PROVIDED PASSAGE:
In the fall of 1960, the psychologist and writer Dr. Leo Navratil (1921-2006), head clinician at Maria Gugging and a promoter of art brut, met with Herbeck for the first time. Wanting to provide the patient with an outlet for personal expression, Navratil gave Herbeck a blank postcard-sized piece of Bristol board and a ballpoint pen ad asked him to write something on the subject of “morning.” After a period of consideration, Herbeck wrote the first poem in the present collection.
Navratil was struck by the results and continued to meet with Herbeck, each time prompting him to write another poem, until the poet’s death 31 years later on September 11, 1991.
For about a half-decade, I ran weekly poetry workshops through Jack Purcell Community Centre for people living with mental illness, and there are qualities here I recognize from the poems presented during those days. There is a quiet, subtle essentialness to these poems, if not a gentle urgency. Although I’m not sure why the translations are presented so gracefully throughout the small collection, yet the originals appear en masse at the back in a much smaller font, sometimes three to a page?
Yellow is the sand of the earth
Yellow is the color of the bronze forests.
Yellow is the hearts of flowers.
Yellow are the asters.
Yellow is the meadow. of money.
The franc is yellow. — brunette.
i have seen a yellow franc.
yellow is for example my pencil. (Ernst Herbeck)

EXTRACTED ENTRIES:
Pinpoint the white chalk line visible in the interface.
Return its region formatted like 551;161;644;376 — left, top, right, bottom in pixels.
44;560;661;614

==

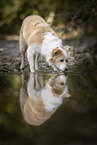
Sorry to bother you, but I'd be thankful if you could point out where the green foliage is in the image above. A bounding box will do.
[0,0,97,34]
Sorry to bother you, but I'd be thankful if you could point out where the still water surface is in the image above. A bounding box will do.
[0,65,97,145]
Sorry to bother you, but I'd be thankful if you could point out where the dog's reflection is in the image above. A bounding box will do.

ACTIVITY A:
Write out the part of the passage about Ernst Herbeck from "Yellow is the sand" up to and including "yellow. — brunette.".
ACTIVITY B:
In the passage about Ernst Herbeck, what subject did Navratil ask Herbeck to write about on their first meeting?
ACTIVITY C:
Continue the passage about Ernst Herbeck from where it stops.
The items have no connection to the passage about Ernst Herbeck.

EXERCISE RESULT A:
Yellow is the sand of the earth
Yellow is the color of the bronze forests.
Yellow is the hearts of flowers.
Yellow are the asters.
Yellow is the meadow. of money.
The franc is yellow. — brunette.

EXERCISE RESULT B:
Morning.

EXERCISE RESULT C:
Seemingly a first chapbook by Sandra Liu, On Poems On is constructed out of a series of meditations on light, and its absence. An uneven little book, some of the pieces are tight, and some meander; her strength comes from the tight lines, such as in the poem “Take a look at this,” holding a line break as deliberately as a thought.
Take a look at this
The lyre of clothesline outside my window
vibrates slightly, silently. Typhoon #3 calmed.
The large white and crinkles shut in the window
across from me, probably a one-block distance away, billows;
rests; billows. A plastic bag; an apron, maybe a skirt;
a plastic bag. My glass acts like it’s melting.
An action figure in a floral print housedress
walks away from the market. Grocery bags included.
Headlights at sunset, doesn’t seem to apply to boats.
Fast cars pass the chinks between buildings.
A burst of kitchen steam. A flickering tv.
A woman, another one, a granddad moving around.
A t-shirt on a hanger drying inside.
A billowing apron hung out. (Sandra Liu)
Grand Rapids, MI: From horse less press comes another new chapbook, this one from Seattle poet and musician Rebecca Loudon, her TRISM (2012), a prose-poem sequence that weaves through a narrative of bears and the divine. I’d be interested to hear some of her thinking behind such a sequence. Is this a Victorian western about bears, or something entirely other? Exactly what is the story, here?
The girls were named Alice the boys were named Jack. Their room was a wheel on a ship. Approach cautiously. Rouge was the place they looked for. Played wounded in battle. Trism Bear scouted the courtyard. Bears have no patience with rhetoric. Drank up felt the beer rise. Alices disappeared in the past making police work difficult. Took care at the conference of birds plague masks unguents curious recipes. Alices lowered the shawls from their foreheads under the influence of pebbles. Jacks leapt to their feet. Safety’s luxury came late. Broken glass on the Marilyn Shrine oranges and pine a candle made from human fat. The moon was down but there was enough light for horses to ford the river. Cherished a secret grudge against breathing machines. Did not let Trism Bear hear. Alices and Jacks were homeless and waiting for food. Desolation Point. The difficult miracle of anvil wince and shit. They were what was found there.